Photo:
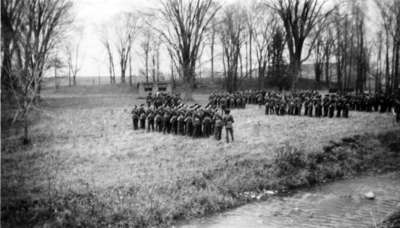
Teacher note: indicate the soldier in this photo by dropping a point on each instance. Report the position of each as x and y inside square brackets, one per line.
[196, 126]
[310, 108]
[223, 103]
[325, 105]
[259, 100]
[181, 123]
[159, 120]
[142, 119]
[174, 123]
[218, 126]
[228, 121]
[339, 107]
[149, 99]
[207, 125]
[135, 118]
[346, 108]
[318, 108]
[150, 120]
[166, 122]
[331, 109]
[267, 107]
[189, 124]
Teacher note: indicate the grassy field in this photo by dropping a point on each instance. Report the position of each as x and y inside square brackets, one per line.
[87, 166]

**YOUR TASK**
Express the lines above as a two-column CSV with the header note,points and one row per teacher note. Put the note's text in the note column and its answer in the points column, each in a single quoted field with line breaks replaced by spaces, and leave the pictures out.

**TASK SOLUTION**
note,points
"Photo: Teacher note: indicate the soldier in this photo by dropping a point on each instance. Report the position of each as x and y inside square brackets, one per line.","[196, 126] [310, 108] [223, 103] [325, 105] [259, 100] [181, 123] [159, 120] [142, 119] [174, 123] [218, 126] [228, 121] [339, 107] [149, 99] [207, 125] [135, 118] [346, 108] [318, 108] [150, 120] [166, 122] [331, 109] [267, 107] [189, 124]"
"Teacher note: indicate the grassy field in this photo by dropping a point on each instance. Report the position of each as x and y inside square brackets, one per line.","[87, 166]"